**Activity 1**
Rewrite everything in the passage on hacking from "According to Ng, Instagram" down to "a different website.", replacing "Instagram" with "Facebook".
**Activity 2**
In the passage on hacking, what does Bowman say you should always install?

**Reading passage**
_ _ _ _

According to Ng, Instagram hacking happens when someone gets a hold of a device or password or if the password is inadvertently entered on a different website.
If you’ve been hacked, you should reset that password and passwords to other sites that are the same or even if they have the same password base. It’s also a good idea to communicate with your followers on social media to not click on the link they’ve received.
Another prevalent form of hacking is phishing emails, in which the hacker impersonates a trustworthy figure in order to gain credit card or other account information. While phishing emails were easily identified due to grammar or spelling errors in the past, hackers can now copy and paste a real corporate email and send it to anyone. Some hints indicating a potential phishing email include a sense of urgency prompting you to follow the instructions in the email, an attachment or download or an illegitimate sender email address. To avoid clicking links, you should hover over the link and investigate the domain of the address: look out for words that aren’t relevant to the link’s destination in the domain.
For better internet security, there are steps you can take now. First, you should make sure that you always install the latest updates to your operating systems, according to Bowman.

_ _ _ _

**Dataset content**
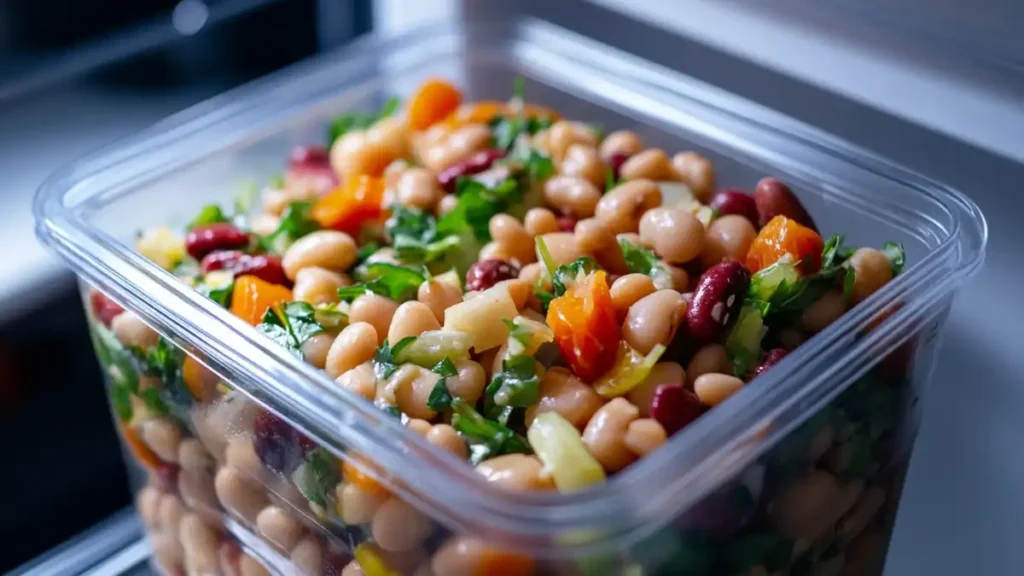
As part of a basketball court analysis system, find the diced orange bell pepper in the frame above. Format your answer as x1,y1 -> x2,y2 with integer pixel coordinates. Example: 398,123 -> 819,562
408,79 -> 462,130
310,175 -> 384,237
547,271 -> 620,382
119,424 -> 164,470
231,275 -> 292,326
746,215 -> 824,274
444,100 -> 559,128
341,460 -> 390,494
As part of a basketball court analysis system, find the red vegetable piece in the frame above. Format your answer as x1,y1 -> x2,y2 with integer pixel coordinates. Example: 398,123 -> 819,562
650,384 -> 708,436
89,290 -> 125,328
185,222 -> 249,260
199,250 -> 291,286
437,149 -> 505,193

_ _ _ _

**Task solution 1**
According to Ng, Facebook hacking happens when someone gets a hold of a device or password or if the password is inadvertently entered on a different website.

**Task solution 2**
The latest updates to your operating systems.